__WORK ITEM__
Counting only lines below that contain the string "every", give the total as a single number.

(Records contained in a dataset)

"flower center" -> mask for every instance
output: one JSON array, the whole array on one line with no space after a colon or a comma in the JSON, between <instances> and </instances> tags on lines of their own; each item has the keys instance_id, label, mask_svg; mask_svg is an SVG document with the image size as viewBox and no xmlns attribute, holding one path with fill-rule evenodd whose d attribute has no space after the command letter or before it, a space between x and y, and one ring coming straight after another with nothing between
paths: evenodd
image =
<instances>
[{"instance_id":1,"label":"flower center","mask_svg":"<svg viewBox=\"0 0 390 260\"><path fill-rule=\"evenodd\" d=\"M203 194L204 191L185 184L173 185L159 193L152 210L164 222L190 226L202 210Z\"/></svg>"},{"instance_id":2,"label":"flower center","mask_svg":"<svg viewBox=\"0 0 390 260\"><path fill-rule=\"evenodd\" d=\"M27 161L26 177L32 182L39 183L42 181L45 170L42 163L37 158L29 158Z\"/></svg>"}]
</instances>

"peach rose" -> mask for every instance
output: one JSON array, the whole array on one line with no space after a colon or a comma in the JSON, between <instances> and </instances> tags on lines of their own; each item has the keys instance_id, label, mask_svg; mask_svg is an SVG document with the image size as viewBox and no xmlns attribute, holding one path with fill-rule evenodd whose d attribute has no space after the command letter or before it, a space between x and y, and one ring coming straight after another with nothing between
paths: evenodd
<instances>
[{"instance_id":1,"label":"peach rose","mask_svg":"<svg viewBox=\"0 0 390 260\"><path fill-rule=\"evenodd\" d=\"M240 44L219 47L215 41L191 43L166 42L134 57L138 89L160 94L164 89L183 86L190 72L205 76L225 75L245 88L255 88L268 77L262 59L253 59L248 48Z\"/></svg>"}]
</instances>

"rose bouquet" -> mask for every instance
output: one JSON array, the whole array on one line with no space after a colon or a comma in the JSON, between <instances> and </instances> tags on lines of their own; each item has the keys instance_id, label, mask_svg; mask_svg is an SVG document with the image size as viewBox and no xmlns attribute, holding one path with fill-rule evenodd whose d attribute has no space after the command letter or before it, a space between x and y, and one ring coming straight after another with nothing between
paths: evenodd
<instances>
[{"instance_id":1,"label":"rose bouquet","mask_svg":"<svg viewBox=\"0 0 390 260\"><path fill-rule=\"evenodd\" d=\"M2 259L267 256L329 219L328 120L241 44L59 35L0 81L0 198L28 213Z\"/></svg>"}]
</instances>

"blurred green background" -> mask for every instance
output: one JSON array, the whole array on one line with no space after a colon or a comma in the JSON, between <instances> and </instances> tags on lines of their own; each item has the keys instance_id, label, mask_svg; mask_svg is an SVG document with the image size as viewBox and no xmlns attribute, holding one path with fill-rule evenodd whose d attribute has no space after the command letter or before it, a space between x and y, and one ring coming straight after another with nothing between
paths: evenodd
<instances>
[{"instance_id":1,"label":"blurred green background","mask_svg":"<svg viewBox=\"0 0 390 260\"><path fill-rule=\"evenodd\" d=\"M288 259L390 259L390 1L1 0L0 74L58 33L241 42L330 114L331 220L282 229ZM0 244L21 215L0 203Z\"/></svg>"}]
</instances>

__SOLUTION FOR THIS PROBLEM__
4